## Input data

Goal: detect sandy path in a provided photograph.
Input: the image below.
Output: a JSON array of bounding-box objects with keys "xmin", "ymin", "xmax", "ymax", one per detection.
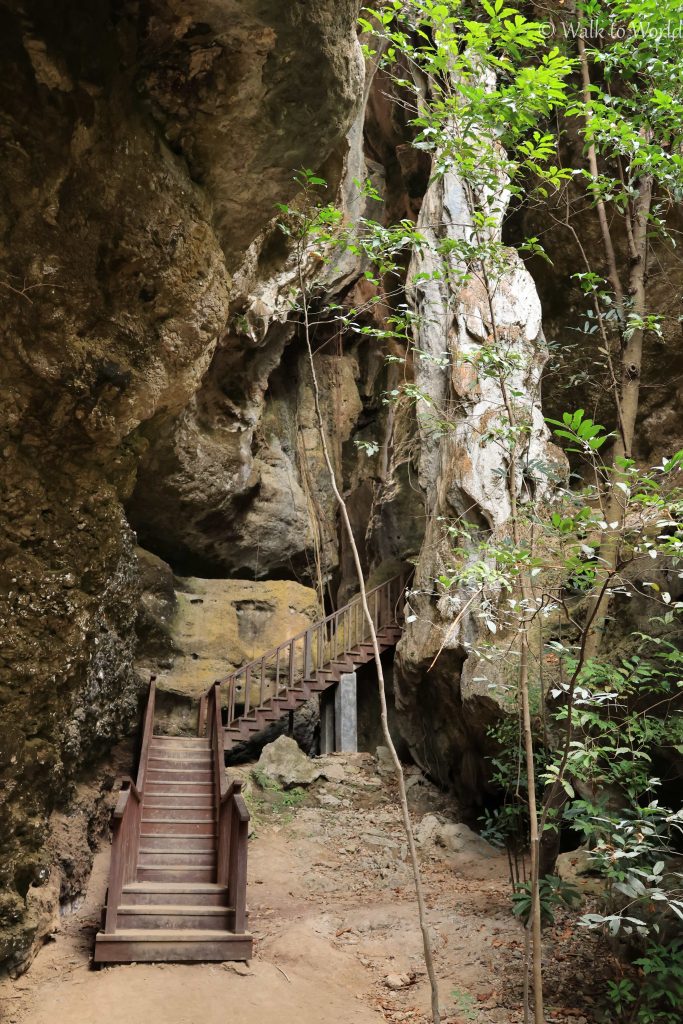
[{"xmin": 0, "ymin": 755, "xmax": 610, "ymax": 1024}]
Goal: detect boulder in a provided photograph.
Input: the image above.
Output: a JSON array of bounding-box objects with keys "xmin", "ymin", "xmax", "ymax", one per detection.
[{"xmin": 255, "ymin": 736, "xmax": 324, "ymax": 790}]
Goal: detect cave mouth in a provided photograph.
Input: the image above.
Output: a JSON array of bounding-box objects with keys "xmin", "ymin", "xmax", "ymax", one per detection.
[{"xmin": 131, "ymin": 525, "xmax": 317, "ymax": 589}]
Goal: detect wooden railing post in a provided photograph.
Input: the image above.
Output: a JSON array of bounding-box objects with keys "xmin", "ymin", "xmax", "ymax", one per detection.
[
  {"xmin": 197, "ymin": 693, "xmax": 207, "ymax": 736},
  {"xmin": 303, "ymin": 629, "xmax": 311, "ymax": 679},
  {"xmin": 228, "ymin": 782, "xmax": 249, "ymax": 934}
]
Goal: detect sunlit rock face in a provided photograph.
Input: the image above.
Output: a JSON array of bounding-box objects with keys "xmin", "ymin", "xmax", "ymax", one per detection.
[
  {"xmin": 396, "ymin": 157, "xmax": 564, "ymax": 800},
  {"xmin": 0, "ymin": 0, "xmax": 362, "ymax": 968}
]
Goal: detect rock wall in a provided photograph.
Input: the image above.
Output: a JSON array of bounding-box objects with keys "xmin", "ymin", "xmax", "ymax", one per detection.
[
  {"xmin": 396, "ymin": 146, "xmax": 564, "ymax": 802},
  {"xmin": 0, "ymin": 0, "xmax": 362, "ymax": 969},
  {"xmin": 0, "ymin": 0, "xmax": 675, "ymax": 970}
]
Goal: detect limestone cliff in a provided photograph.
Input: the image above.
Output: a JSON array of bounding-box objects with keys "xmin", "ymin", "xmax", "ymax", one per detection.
[
  {"xmin": 0, "ymin": 0, "xmax": 362, "ymax": 967},
  {"xmin": 0, "ymin": 0, "xmax": 678, "ymax": 970}
]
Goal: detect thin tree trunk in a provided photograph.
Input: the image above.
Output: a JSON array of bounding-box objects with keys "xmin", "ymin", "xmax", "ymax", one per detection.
[
  {"xmin": 519, "ymin": 630, "xmax": 545, "ymax": 1024},
  {"xmin": 577, "ymin": 32, "xmax": 652, "ymax": 659},
  {"xmin": 586, "ymin": 176, "xmax": 652, "ymax": 659},
  {"xmin": 299, "ymin": 261, "xmax": 441, "ymax": 1024}
]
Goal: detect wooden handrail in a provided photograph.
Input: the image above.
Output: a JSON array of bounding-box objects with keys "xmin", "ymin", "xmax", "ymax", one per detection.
[
  {"xmin": 104, "ymin": 676, "xmax": 156, "ymax": 934},
  {"xmin": 200, "ymin": 573, "xmax": 409, "ymax": 716},
  {"xmin": 137, "ymin": 676, "xmax": 157, "ymax": 793}
]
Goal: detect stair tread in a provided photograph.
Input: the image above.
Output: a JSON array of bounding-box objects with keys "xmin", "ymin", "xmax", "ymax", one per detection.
[
  {"xmin": 142, "ymin": 804, "xmax": 219, "ymax": 825},
  {"xmin": 137, "ymin": 837, "xmax": 216, "ymax": 857},
  {"xmin": 122, "ymin": 882, "xmax": 227, "ymax": 894},
  {"xmin": 117, "ymin": 903, "xmax": 234, "ymax": 918},
  {"xmin": 140, "ymin": 833, "xmax": 216, "ymax": 839}
]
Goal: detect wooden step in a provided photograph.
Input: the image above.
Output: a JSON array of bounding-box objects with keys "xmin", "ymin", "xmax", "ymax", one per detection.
[
  {"xmin": 139, "ymin": 831, "xmax": 216, "ymax": 853},
  {"xmin": 150, "ymin": 734, "xmax": 211, "ymax": 749},
  {"xmin": 137, "ymin": 864, "xmax": 216, "ymax": 882},
  {"xmin": 142, "ymin": 798, "xmax": 216, "ymax": 821},
  {"xmin": 144, "ymin": 766, "xmax": 213, "ymax": 790},
  {"xmin": 93, "ymin": 928, "xmax": 253, "ymax": 964},
  {"xmin": 121, "ymin": 882, "xmax": 227, "ymax": 907},
  {"xmin": 116, "ymin": 903, "xmax": 234, "ymax": 932},
  {"xmin": 142, "ymin": 793, "xmax": 215, "ymax": 808},
  {"xmin": 144, "ymin": 779, "xmax": 213, "ymax": 797},
  {"xmin": 147, "ymin": 751, "xmax": 213, "ymax": 771},
  {"xmin": 142, "ymin": 808, "xmax": 216, "ymax": 836},
  {"xmin": 137, "ymin": 846, "xmax": 216, "ymax": 867}
]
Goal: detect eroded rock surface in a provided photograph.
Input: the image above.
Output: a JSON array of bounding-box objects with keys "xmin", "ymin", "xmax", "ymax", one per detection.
[{"xmin": 0, "ymin": 0, "xmax": 362, "ymax": 966}]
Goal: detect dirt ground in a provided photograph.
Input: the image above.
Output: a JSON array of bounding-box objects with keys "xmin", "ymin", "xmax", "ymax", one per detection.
[{"xmin": 0, "ymin": 754, "xmax": 607, "ymax": 1024}]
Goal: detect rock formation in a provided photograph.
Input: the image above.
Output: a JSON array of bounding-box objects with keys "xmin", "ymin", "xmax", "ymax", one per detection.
[{"xmin": 0, "ymin": 0, "xmax": 680, "ymax": 970}]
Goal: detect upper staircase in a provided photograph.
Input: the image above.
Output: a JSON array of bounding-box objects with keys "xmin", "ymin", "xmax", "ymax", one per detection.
[
  {"xmin": 94, "ymin": 575, "xmax": 405, "ymax": 964},
  {"xmin": 199, "ymin": 573, "xmax": 407, "ymax": 751}
]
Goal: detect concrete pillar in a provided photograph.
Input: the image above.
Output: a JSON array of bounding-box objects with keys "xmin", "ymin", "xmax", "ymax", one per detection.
[
  {"xmin": 318, "ymin": 686, "xmax": 336, "ymax": 754},
  {"xmin": 335, "ymin": 672, "xmax": 358, "ymax": 754}
]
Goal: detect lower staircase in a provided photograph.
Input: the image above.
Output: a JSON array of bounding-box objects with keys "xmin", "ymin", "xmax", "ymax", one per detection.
[
  {"xmin": 94, "ymin": 680, "xmax": 252, "ymax": 964},
  {"xmin": 94, "ymin": 575, "xmax": 405, "ymax": 964}
]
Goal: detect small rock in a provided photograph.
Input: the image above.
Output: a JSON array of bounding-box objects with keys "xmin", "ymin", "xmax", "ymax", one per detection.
[
  {"xmin": 256, "ymin": 736, "xmax": 325, "ymax": 790},
  {"xmin": 384, "ymin": 974, "xmax": 413, "ymax": 992},
  {"xmin": 376, "ymin": 746, "xmax": 395, "ymax": 775},
  {"xmin": 223, "ymin": 961, "xmax": 254, "ymax": 978}
]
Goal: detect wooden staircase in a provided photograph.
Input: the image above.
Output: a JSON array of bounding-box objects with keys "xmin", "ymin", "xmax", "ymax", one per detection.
[
  {"xmin": 94, "ymin": 575, "xmax": 405, "ymax": 964},
  {"xmin": 199, "ymin": 574, "xmax": 407, "ymax": 751},
  {"xmin": 94, "ymin": 680, "xmax": 252, "ymax": 964}
]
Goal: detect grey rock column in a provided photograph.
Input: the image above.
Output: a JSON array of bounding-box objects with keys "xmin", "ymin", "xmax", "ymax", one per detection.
[
  {"xmin": 335, "ymin": 672, "xmax": 358, "ymax": 754},
  {"xmin": 319, "ymin": 686, "xmax": 337, "ymax": 754}
]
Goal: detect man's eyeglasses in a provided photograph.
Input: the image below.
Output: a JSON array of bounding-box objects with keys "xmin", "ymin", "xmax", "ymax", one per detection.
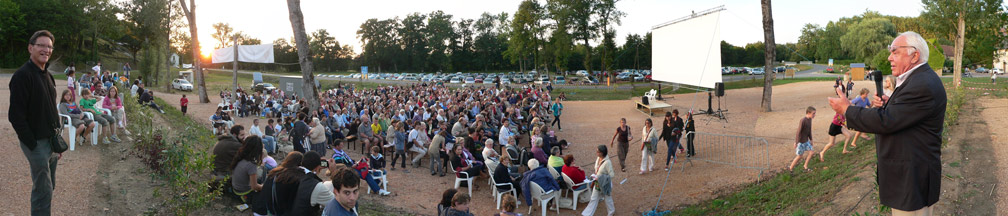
[
  {"xmin": 889, "ymin": 45, "xmax": 917, "ymax": 52},
  {"xmin": 32, "ymin": 44, "xmax": 52, "ymax": 50}
]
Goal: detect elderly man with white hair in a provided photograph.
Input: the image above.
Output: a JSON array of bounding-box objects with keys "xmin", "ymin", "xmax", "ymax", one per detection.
[{"xmin": 830, "ymin": 31, "xmax": 947, "ymax": 215}]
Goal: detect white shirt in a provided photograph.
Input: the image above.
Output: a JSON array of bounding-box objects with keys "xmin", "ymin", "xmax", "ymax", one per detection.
[
  {"xmin": 249, "ymin": 125, "xmax": 266, "ymax": 137},
  {"xmin": 497, "ymin": 123, "xmax": 511, "ymax": 144},
  {"xmin": 893, "ymin": 63, "xmax": 926, "ymax": 89}
]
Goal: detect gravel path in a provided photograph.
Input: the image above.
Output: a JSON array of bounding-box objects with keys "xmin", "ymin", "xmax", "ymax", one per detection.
[
  {"xmin": 964, "ymin": 98, "xmax": 1008, "ymax": 215},
  {"xmin": 149, "ymin": 82, "xmax": 873, "ymax": 215},
  {"xmin": 0, "ymin": 75, "xmax": 106, "ymax": 215}
]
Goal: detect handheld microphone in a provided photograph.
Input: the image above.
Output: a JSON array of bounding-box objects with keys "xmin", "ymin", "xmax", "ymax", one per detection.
[{"xmin": 872, "ymin": 71, "xmax": 885, "ymax": 98}]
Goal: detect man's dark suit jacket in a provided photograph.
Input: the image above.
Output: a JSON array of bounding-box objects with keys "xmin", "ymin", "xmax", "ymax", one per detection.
[{"xmin": 844, "ymin": 64, "xmax": 947, "ymax": 211}]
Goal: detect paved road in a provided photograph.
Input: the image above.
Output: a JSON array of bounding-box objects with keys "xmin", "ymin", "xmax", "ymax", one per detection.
[{"xmin": 722, "ymin": 65, "xmax": 837, "ymax": 83}]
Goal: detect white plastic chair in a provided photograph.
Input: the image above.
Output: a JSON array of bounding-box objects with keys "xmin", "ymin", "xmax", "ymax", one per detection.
[
  {"xmin": 490, "ymin": 172, "xmax": 518, "ymax": 209},
  {"xmin": 560, "ymin": 174, "xmax": 592, "ymax": 210},
  {"xmin": 81, "ymin": 112, "xmax": 102, "ymax": 145},
  {"xmin": 448, "ymin": 159, "xmax": 476, "ymax": 194},
  {"xmin": 59, "ymin": 114, "xmax": 77, "ymax": 150},
  {"xmin": 528, "ymin": 181, "xmax": 560, "ymax": 216},
  {"xmin": 365, "ymin": 170, "xmax": 388, "ymax": 194}
]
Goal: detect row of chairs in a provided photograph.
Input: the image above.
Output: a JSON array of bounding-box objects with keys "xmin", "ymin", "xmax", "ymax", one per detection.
[{"xmin": 59, "ymin": 97, "xmax": 119, "ymax": 150}]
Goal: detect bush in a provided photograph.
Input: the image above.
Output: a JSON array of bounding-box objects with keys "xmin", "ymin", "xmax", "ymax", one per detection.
[{"xmin": 123, "ymin": 91, "xmax": 221, "ymax": 215}]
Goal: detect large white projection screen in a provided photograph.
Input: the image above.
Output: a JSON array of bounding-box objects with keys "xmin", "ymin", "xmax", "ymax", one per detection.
[{"xmin": 651, "ymin": 10, "xmax": 721, "ymax": 89}]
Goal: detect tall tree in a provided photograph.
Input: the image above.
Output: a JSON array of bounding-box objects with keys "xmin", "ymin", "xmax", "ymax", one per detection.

## Description of the task
Update every line from the one containing "Goal: detect large" through the last line, replacing "JSON array" with "JSON list" and changing nothing else. Return only those lines.

## Problem solution
Goal: detect large white projection screen in a provided photograph.
Input: the image above.
Output: a JSON list of bounding-box objects with keys "xmin", "ymin", "xmax", "ymax", one per detection.
[{"xmin": 651, "ymin": 10, "xmax": 721, "ymax": 89}]
Goal: detect tall tree in a provided photograph.
Input: the image above.
Output: a JSON list of bounding-box objects with keys "xmin", "ymin", "xmax", "ymax", one per detection.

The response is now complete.